### [RAW DATA]
┌────────
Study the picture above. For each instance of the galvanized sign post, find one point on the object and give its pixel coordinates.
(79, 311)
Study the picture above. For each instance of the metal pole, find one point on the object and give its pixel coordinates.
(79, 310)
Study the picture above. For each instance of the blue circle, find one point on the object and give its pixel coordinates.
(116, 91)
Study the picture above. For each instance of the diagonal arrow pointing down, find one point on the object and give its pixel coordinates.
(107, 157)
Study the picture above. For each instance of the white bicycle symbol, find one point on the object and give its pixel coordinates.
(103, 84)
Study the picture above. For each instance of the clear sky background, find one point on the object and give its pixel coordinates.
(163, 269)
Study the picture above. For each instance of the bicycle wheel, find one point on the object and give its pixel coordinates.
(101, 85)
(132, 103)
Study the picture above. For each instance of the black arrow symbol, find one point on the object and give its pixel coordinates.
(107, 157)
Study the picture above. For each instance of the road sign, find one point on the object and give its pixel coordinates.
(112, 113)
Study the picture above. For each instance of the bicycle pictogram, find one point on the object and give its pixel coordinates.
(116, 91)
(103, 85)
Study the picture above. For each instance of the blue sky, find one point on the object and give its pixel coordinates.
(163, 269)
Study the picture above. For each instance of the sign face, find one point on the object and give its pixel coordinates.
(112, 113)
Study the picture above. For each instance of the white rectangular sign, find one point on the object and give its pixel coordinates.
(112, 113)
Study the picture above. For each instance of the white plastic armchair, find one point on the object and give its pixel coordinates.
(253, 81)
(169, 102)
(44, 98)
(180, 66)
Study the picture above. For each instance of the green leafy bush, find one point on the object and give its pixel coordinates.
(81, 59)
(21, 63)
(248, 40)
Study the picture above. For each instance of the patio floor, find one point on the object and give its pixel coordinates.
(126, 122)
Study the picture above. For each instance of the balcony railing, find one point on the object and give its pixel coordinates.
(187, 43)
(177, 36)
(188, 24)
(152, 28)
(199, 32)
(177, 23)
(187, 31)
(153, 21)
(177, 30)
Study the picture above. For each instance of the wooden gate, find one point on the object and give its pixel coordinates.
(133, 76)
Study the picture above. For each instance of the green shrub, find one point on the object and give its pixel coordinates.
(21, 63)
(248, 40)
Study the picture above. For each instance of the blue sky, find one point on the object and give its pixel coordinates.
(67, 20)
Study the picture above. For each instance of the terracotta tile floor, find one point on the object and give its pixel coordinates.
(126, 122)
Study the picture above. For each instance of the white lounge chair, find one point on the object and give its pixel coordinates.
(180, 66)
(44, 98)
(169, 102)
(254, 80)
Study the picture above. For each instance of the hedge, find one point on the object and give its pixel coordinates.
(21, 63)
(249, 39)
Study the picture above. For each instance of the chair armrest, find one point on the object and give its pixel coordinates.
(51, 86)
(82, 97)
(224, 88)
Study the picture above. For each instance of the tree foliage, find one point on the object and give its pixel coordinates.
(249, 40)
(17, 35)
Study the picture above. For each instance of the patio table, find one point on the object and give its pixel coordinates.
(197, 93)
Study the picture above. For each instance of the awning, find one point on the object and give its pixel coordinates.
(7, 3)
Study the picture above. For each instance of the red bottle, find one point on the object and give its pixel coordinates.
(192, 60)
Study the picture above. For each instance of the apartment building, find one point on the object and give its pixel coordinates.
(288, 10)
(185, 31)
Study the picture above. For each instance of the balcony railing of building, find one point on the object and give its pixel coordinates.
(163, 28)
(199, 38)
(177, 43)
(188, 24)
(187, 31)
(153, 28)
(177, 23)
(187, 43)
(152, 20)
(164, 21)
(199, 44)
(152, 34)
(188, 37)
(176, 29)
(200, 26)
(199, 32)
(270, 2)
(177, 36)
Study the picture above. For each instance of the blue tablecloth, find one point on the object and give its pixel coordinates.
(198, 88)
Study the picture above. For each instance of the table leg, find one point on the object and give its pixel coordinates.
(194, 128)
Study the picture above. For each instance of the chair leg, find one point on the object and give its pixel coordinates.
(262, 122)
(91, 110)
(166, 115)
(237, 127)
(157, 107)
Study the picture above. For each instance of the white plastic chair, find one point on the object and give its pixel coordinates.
└────────
Repeat only what runs from the line holding "Study the picture above. For each instance of the terracotta" to the end of the data, keeping every line exactly as written, first and last included.

Study the picture above. For each instance of the terracotta tile floor, find one point on the object and give its pixel coordinates.
(126, 122)
Study the picture above. For each instance of the white lounge chair, find one point on the object and give its pixel coordinates.
(180, 66)
(44, 98)
(169, 102)
(254, 80)
Study the picture above. For each instance of the hedge, find one point on the object and give its pixel coordinates.
(21, 63)
(249, 39)
Study the picture above. For each instance of the chair armrest, find one point on the object and give its pixel coordinates.
(51, 86)
(82, 97)
(224, 88)
Study the picture above. For each instance of the tree foliage, find one point on the object and give its pixel coordinates.
(249, 40)
(17, 35)
Study the picture above. For each instance of the patio table, find one point on the object and give its pixel coordinates.
(197, 93)
Study the picture above. For each instance of the awning, find one point on the object and give its pixel coordinates.
(7, 3)
Study the picture above. For each instance of the red bottle, find one point on the object and give its pixel coordinates.
(192, 60)
Study the picture above. For each instance of the apartment building, find one point on the object and give its pixel coordinates.
(288, 10)
(185, 31)
Study the picture above. For each instance of the balcony railing of building, find one point on the object and give its pixel coordinates.
(163, 28)
(199, 38)
(177, 43)
(188, 24)
(187, 31)
(153, 28)
(177, 23)
(187, 43)
(152, 20)
(164, 21)
(199, 44)
(152, 34)
(188, 37)
(176, 29)
(200, 26)
(199, 32)
(270, 2)
(177, 36)
Study the picture above. For each instance of the blue tablecloth, find one point on the object and give its pixel coordinates.
(198, 88)
Study the picture above. For each instance of the table leg, find one point on the object and give its pixel coordinates.
(194, 128)
Study the picture above. For each instance of the chair leg, find one point on the object and give its pixel coordinates.
(262, 122)
(91, 110)
(166, 115)
(237, 127)
(157, 107)
Study the picture above. For each instance of the white plastic chair, find one point on the object and give its pixel coordinates.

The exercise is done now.